● **Exercise directions**: In the immigration essay below, write out the passage between "Thursday night I" and "taken from me.", inclusive, word for word.

● **Page extract**:
Thursday night I heard a banging knock at the door. I looked through the window and immigration agents asked me to open the door, conducting an “investigation.” They asked for Maria, my mother, and as soon she stepped out they abruptly, forcefully pulled her out and handcuffed her in front of me and Angel, my 16 year old brother. They also detained my older brother for no cause. Angel pointed out to them that they needed to take her medications because of her cancer, diabetes and high blood pressure. They laughed in his face, then ignored him. I felt helpless. Under this horrific scenario I didn’t know what else to do. I wanted to run and pull them both away from them but I couldn’t.

I spent an entire night crying and lonely. At every corner of my house, my mother and brother’s touches and memories were there. The most important people in my life had been taken from me.

At that point I remembered that I am also an immigrant rights advocate and that I have a national community and youth movement behind me. Within minutes I made calls, typed text messages, and signed on social media to tell friends what had just occurred. Pleading, I made a call to action. Almost immediately, community leaders and elected officials from Arizona, Florida, New York and Washington D.C. activated a national network of political power within the Latino community. The morning after, my brother was released from detention. Three hours later we learned that the bus taking her to the border had turned around and my mother was coming back home.

First, there’s the fact that hundreds of thousands of people in this nation live in fear of every knock on the door. These people who have come to the United States to make their lives better, and to make our country better. So when you hear these individual stories, it’s terrible.

But it gets more disturbing. Erika Andiola, the lead author on this letter, is an immigration activist. She knew what to do when her mother and brother were taken. She tapped into her network and got them freed. But there’s one of two possibilities here. First, her mother and brother were taken without cause and about to be shipped to Mexico for no reason, violating their rights. Or second, the immigration system is so irrevocably broken that even if, under current law, these people could legally be shipped back to Mexico, the system is so arbitrary that a few phone calls can change the status of an individual.

Unfortunately, the vast majority of immigrants don’t have activist family members like Andiola and they get shipped out of the country. It’s stories like these, with cops rounding up people at home and work, which is why we need comprehensive immigration reform as soon as possible.

That leads us to what are at least some interesting words from Marco Rubio. If he’s willing to basically accept the Obama immigration plan, then I think we are in good shape for something real happening. Although it should be noted that massive backlash from the Republican base could make that difficult in the House. But I do think something positive will happen. Part of me wants Obama to use this leverage to move the goalposts more toward immigrant rights. The back taxes thing is absurd–not only do most immigrants pay taxes, but they are ineligible for many services. Maybe the government should pay the immigrants for their wasted taxes. But in any case, the important thing is that something gets passed to give immigrants a path to citizenship.

Natural-language object grounding data
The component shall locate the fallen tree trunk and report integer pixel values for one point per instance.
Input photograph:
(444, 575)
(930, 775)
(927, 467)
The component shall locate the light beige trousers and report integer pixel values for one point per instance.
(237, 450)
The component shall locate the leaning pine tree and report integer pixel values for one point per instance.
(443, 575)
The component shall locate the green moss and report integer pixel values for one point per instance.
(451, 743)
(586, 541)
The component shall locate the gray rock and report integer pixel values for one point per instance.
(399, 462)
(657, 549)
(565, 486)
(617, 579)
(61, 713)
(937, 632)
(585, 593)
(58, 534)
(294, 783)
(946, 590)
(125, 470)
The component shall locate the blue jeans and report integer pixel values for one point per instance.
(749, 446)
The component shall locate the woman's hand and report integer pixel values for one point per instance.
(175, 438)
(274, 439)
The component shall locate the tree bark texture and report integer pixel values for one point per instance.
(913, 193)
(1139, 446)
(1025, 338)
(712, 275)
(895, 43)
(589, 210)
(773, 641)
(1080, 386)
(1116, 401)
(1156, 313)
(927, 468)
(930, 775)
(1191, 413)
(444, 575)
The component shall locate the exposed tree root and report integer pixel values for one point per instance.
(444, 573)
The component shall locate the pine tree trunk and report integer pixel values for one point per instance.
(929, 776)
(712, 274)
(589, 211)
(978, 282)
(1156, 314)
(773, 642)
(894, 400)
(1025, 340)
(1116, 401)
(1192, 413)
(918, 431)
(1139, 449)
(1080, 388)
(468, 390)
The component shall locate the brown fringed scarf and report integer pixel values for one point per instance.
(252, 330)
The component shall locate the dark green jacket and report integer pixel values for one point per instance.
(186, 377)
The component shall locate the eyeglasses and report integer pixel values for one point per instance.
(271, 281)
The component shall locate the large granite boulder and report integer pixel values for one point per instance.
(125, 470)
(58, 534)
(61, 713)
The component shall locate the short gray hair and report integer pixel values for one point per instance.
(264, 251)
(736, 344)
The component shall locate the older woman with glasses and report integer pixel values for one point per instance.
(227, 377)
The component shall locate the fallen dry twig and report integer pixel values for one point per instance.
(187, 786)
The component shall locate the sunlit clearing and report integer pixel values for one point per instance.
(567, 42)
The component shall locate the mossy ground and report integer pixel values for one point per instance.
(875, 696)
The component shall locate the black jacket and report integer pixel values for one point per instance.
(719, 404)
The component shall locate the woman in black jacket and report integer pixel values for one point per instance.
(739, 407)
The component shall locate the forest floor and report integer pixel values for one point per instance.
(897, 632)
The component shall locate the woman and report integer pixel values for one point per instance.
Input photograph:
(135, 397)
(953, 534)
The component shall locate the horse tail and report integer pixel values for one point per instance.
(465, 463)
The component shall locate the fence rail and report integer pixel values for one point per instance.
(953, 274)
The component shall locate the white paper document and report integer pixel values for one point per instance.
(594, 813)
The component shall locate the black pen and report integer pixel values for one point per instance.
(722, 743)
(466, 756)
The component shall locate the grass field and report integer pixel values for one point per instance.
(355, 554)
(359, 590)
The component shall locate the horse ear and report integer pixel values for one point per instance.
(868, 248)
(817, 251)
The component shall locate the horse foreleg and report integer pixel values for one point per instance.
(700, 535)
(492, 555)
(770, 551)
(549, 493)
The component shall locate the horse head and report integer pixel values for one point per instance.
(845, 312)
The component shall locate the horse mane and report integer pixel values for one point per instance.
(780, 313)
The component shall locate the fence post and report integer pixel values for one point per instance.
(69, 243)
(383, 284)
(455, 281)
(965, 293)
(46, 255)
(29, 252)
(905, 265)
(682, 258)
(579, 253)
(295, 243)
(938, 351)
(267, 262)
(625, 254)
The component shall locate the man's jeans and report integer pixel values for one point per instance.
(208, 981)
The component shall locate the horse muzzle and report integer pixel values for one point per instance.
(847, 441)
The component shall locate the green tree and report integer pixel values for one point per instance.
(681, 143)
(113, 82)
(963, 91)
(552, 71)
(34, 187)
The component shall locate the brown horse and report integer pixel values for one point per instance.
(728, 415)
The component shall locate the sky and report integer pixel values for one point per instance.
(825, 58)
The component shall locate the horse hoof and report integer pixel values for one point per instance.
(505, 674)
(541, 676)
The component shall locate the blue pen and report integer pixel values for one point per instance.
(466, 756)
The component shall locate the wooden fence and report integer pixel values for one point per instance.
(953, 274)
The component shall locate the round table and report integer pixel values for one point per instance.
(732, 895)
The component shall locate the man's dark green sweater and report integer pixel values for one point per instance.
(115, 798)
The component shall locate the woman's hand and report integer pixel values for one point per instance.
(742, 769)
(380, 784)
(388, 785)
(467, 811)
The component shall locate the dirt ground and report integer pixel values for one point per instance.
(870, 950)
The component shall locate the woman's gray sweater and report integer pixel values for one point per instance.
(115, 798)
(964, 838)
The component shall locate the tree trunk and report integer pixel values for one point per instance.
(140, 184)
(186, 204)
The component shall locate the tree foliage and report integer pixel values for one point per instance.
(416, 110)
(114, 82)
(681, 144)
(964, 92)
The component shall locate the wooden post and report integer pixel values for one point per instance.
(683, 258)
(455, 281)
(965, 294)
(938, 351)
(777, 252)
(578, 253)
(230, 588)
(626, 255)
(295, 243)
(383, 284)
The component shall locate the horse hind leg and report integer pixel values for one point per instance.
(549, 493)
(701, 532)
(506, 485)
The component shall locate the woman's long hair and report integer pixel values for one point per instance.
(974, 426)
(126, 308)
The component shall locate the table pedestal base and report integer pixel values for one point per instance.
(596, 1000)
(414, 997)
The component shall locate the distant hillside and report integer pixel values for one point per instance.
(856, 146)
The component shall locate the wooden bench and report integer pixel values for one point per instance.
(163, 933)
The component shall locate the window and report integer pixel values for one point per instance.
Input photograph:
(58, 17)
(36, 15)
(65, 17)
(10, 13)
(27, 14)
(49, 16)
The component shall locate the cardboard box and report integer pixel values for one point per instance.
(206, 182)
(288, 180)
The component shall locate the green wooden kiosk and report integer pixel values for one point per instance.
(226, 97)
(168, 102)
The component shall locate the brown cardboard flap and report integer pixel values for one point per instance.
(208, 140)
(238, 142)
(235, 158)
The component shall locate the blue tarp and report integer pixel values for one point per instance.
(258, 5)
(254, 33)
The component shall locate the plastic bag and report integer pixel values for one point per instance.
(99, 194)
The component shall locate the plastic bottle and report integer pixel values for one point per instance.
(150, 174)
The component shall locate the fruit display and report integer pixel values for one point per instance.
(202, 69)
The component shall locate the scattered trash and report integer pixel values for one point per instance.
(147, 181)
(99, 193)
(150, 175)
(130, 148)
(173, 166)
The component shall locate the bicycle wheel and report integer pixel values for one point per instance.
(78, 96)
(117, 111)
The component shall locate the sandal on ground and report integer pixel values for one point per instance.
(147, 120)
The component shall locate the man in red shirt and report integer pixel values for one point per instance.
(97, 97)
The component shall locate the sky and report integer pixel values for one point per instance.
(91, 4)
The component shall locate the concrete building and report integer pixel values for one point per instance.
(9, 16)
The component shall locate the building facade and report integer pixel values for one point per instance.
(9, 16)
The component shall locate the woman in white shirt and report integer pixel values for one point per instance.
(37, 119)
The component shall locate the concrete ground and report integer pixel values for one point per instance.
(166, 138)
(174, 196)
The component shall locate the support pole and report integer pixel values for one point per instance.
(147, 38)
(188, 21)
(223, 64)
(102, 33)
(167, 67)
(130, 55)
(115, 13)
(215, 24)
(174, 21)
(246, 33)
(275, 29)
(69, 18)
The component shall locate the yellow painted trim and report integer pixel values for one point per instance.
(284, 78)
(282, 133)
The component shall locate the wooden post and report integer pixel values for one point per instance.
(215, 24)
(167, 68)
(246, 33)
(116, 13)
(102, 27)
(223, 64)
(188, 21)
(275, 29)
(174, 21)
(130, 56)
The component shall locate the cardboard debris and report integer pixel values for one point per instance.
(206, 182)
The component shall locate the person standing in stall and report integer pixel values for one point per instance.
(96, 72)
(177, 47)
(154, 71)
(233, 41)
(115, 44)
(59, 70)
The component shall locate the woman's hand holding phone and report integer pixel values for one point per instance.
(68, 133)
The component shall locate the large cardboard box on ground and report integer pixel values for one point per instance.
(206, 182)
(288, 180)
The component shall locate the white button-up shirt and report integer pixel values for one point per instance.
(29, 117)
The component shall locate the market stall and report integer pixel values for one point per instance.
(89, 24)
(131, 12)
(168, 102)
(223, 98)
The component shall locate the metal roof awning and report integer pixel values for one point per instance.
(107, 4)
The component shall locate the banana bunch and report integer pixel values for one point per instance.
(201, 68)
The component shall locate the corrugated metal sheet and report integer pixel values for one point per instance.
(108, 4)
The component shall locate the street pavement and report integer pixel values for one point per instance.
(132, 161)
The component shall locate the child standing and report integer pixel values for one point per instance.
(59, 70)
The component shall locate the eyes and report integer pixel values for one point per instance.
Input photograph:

● **Written solution**:
Thursday night I heard a banging knock at the door. I looked through the window and immigration agents asked me to open the door, conducting an “investigation.” They asked for Maria, my mother, and as soon she stepped out they abruptly, forcefully pulled her out and handcuffed her in front of me and Angel, my 16 year old brother. They also detained my older brother for no cause. Angel pointed out to them that they needed to take her medications because of her cancer, diabetes and high blood pressure. They laughed in his face, then ignored him. I felt helpless. Under this horrific scenario I didn’t know what else to do. I wanted to run and pull them both away from them but I couldn’t.

I spent an entire night crying and lonely. At every corner of my house, my mother and brother’s touches and memories were there. The most important people in my life had been taken from me.